Dataset entries:
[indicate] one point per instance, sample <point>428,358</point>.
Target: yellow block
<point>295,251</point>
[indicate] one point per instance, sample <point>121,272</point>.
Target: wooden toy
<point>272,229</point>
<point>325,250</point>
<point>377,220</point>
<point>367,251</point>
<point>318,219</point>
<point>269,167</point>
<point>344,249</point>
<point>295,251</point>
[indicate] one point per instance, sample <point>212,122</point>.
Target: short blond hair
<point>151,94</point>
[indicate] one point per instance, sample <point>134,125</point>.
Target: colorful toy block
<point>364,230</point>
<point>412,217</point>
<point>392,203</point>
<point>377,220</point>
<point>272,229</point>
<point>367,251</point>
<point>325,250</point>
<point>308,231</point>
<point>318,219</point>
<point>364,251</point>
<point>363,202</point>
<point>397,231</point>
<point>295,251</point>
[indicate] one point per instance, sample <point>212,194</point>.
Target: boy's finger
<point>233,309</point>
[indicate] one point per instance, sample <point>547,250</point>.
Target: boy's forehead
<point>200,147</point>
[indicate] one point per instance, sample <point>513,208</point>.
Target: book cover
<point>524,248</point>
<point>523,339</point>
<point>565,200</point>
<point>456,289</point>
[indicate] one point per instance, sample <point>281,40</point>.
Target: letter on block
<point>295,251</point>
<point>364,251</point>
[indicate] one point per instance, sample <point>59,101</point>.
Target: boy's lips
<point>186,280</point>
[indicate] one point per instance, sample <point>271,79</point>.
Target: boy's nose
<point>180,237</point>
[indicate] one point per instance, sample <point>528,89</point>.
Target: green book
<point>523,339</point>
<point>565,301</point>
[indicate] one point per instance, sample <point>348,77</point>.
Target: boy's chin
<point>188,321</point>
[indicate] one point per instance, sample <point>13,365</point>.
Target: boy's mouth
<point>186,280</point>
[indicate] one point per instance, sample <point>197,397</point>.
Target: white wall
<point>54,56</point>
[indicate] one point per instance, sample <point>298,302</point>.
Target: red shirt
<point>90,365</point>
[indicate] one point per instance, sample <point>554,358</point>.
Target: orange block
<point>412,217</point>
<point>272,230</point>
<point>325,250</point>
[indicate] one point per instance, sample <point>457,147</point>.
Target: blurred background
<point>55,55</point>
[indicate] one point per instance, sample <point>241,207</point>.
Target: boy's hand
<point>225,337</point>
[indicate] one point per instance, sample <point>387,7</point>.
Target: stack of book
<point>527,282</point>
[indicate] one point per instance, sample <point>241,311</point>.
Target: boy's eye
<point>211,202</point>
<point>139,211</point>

* TASK TO CARRY OUT: Starting from the top of the records and ending at the line that contains "instance, sample <point>134,125</point>.", repeat each line exactly and return only those lines.

* YOUR RESPONSE:
[indicate] one point per instance, sample <point>428,358</point>.
Target: yellow block
<point>295,251</point>
[indicate] one point per instance, sample <point>121,272</point>.
Target: wooden toy
<point>272,229</point>
<point>325,250</point>
<point>377,220</point>
<point>367,251</point>
<point>318,219</point>
<point>269,167</point>
<point>344,249</point>
<point>295,251</point>
[indicate] one point per instance, sample <point>212,122</point>.
Target: short blond hair
<point>151,94</point>
[indicate] one point per instance, sample <point>134,125</point>.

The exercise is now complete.